Consigne A: D'après l'extrait du document, à quel moment l'attaque conjointe des USA et de la France contre la Syrie était-elle prévue ?

Extrait du document:
◆ ◆ ◆

Il y a deux endroits où les USA et leurs satellites de l’OTAN ont fait à la Russie des guerres par délégation (proxy wars).
Ces deux endroits sont l’Ukraine et la Syrie. Il y a peu, des voix ont
annoncé que les quatre ans de guerre par intérim contre la Syrie
pourraient toucher à leur fin.
Derrière les écrans de fumée et les miroirs
Nos médias n’ont jamais dit la vérité sur ce qui se passe en Syrie.
Or, dès le départ, voici quelle a été la réalité : les USA, avec le
soutien du Royaume Uni, de la Turquie, de l’Arabie Saoudite et d’Israël,
ont recruté, financé, armé et entraîné des groupes de combattants, qui
se sont déguisés sous différents masques politiques ou religieux (l’ISIL/Daech
en faisant partie) dans le but de renverser le gouvernement syrien du
président Assad. Le gouvernement syrien est soutenu par la Russie,
l’Iran et le Hezbollah. Au début, ce sont les seuls agents de l’Occident
qui ont combattu sur le terrain, mais, il y a deux ans, les États-Unis
ont décidé d’intervenir directement, en faisant usage de leurs Forces
Aérienne et Navale pour bombarder des cibles situées à l’intérieur du
territoire syrien. Le plan prévoyait une attaque conjointe des USA et de
la France aux premières heures du samedi matin 31 août 2013. Pourtant,
cette attaque fut contremandée quelques heures seulement avant son
déclenchement. Le fait qu’une telle attaque aurait dû avoir lieu et la
raison pour laquelle elle fut annulée n’ont jamais été évoqués par les
médias dominants occidentaux. Que s’était-il produit pour que l'attaque
soit stoppée au dernier moment ?
La guerre qui n’a pas eu lieu
Tôt le matin du samedi 31 août, un haut fonctionnaire américain a
téléphoné au cabinet du président Hollande, lui demandant de se tenir
prêt à recevoir un appel d’Obama plus tard dans la journée. « Présumant
que ce coup de fil annoncerait le début des frappes aériennes (contre
la Syrie), Hollande a donné l’ordre à son état-major de mettre la
dernière main à son propre plan d’attaque. Les avions de combat Rafale
ont reçu leur chargement de missiles Scalp, les pilotes ayant pour
instruction de tirer ces munitions - d’une portée de 250 miles - depuis
la Méditerranée. » (1) En d’autres termes, les
pilotes français et les forces US étaient prêts, le doigt sur la
gâchette, n’attendant plus que le feu vert final du président Obama.

◆ ◆ ◆

[Enregistrements stockés]
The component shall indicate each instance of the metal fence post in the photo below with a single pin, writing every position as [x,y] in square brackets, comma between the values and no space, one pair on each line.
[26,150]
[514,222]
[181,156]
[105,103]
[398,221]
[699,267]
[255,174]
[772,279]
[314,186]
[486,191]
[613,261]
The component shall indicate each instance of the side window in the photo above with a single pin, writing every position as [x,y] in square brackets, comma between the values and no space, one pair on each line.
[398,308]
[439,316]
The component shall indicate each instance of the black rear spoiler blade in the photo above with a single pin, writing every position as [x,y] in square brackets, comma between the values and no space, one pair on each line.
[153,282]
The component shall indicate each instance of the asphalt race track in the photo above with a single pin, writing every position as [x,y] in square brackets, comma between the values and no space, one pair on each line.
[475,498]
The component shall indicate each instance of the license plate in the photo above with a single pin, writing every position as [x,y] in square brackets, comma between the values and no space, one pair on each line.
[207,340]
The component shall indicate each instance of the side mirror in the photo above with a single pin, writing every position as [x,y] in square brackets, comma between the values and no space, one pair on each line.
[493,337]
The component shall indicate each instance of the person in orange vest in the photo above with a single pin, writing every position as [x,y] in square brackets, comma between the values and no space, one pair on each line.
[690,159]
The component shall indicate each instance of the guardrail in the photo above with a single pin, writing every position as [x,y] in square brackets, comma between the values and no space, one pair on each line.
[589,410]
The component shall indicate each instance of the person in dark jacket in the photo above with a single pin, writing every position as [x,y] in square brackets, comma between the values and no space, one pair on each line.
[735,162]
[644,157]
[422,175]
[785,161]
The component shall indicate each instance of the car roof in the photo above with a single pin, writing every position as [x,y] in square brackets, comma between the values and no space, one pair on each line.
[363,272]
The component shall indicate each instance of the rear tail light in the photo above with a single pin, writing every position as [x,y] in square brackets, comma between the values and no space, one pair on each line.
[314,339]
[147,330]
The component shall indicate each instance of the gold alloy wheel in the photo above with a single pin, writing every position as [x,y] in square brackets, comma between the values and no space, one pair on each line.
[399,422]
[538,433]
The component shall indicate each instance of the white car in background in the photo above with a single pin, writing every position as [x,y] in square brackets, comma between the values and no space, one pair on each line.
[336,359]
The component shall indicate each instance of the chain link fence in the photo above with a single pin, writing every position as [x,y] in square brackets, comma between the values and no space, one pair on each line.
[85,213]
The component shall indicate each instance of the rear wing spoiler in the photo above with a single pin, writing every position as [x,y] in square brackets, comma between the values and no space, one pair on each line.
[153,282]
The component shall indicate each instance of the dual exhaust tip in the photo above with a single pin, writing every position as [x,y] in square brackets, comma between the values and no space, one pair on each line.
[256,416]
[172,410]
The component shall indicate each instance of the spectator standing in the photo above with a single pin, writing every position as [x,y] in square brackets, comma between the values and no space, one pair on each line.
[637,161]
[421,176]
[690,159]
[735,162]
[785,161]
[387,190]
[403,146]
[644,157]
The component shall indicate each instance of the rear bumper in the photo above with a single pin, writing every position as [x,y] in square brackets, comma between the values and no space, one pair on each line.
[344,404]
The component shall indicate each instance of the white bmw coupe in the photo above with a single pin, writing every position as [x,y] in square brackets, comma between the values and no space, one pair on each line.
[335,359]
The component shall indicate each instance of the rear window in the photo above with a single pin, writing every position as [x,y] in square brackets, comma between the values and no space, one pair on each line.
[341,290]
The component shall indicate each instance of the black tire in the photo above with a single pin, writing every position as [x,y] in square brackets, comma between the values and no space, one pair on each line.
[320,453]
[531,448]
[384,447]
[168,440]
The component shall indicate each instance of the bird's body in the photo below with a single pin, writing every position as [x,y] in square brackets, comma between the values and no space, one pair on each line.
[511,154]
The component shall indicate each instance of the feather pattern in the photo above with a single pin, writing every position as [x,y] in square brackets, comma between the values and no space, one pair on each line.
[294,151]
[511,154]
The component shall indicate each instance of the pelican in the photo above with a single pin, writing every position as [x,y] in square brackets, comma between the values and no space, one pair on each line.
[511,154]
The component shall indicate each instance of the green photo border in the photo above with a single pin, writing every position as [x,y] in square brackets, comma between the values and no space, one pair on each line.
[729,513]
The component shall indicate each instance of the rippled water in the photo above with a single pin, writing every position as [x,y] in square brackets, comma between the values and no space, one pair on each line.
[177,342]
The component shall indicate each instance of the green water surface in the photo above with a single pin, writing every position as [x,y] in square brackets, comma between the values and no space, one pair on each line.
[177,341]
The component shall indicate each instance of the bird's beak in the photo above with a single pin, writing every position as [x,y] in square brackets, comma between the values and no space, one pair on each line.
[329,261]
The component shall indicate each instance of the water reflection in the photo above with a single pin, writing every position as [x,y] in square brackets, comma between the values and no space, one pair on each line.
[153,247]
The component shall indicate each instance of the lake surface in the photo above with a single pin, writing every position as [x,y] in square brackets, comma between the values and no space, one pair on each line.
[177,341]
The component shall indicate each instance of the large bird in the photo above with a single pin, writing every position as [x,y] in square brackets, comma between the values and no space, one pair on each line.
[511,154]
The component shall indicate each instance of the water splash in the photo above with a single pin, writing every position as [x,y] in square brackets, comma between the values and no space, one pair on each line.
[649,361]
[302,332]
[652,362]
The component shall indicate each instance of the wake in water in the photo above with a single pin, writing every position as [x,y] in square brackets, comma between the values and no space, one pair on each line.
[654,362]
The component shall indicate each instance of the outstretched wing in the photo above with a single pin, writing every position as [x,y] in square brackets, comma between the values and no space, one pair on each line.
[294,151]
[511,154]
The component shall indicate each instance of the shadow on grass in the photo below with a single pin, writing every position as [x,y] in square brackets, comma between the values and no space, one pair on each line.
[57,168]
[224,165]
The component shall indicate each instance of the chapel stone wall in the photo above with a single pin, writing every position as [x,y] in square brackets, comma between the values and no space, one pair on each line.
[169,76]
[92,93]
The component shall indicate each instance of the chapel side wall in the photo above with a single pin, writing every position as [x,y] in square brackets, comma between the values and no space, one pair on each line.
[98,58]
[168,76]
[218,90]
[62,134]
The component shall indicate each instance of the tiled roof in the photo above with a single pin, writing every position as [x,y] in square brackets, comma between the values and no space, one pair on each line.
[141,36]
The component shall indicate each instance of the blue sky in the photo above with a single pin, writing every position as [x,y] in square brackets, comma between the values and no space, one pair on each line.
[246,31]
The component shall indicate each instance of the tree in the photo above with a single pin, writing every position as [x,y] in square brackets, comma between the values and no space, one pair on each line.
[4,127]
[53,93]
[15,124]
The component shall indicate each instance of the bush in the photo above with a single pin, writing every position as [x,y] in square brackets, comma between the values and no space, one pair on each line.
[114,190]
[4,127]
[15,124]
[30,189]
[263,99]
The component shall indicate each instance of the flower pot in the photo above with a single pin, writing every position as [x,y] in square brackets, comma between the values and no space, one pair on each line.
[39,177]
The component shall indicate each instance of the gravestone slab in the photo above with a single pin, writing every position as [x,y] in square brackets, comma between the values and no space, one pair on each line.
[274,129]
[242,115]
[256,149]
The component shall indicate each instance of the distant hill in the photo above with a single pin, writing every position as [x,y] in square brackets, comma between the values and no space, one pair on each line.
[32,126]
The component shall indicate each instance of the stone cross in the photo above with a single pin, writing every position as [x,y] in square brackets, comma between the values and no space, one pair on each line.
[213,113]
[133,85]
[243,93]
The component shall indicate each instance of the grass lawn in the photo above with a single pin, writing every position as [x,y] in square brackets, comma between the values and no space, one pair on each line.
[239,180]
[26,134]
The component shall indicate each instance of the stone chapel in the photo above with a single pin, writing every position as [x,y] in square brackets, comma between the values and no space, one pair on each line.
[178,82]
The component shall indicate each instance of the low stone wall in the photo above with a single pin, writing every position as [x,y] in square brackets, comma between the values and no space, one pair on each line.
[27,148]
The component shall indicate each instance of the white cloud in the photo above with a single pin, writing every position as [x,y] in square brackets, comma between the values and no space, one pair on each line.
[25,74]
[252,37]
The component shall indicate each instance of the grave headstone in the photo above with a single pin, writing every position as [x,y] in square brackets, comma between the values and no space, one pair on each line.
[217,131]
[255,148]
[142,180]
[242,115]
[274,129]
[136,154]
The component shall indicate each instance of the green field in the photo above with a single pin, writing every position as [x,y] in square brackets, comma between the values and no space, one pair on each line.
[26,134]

◆ ◆ ◆

Consigne B: Convertissez en liste JSON de chaînes, à raison d'une chaîne par ligne et sans les lignes vides, tout ce qui va de la ligne des enregistrements contenant "The component shall indicate each instance of the green field" jusqu'à la fin des enregistrements.

Sortie A: Aux premières heures du samedi matin 31 août 2013.

Sortie B:
[
  "The component shall indicate each instance of the green field in the photo above with a single pin, writing every position as [x,y] in square brackets, comma between the values and no space, one pair on each line.",
  "[26,134]"
]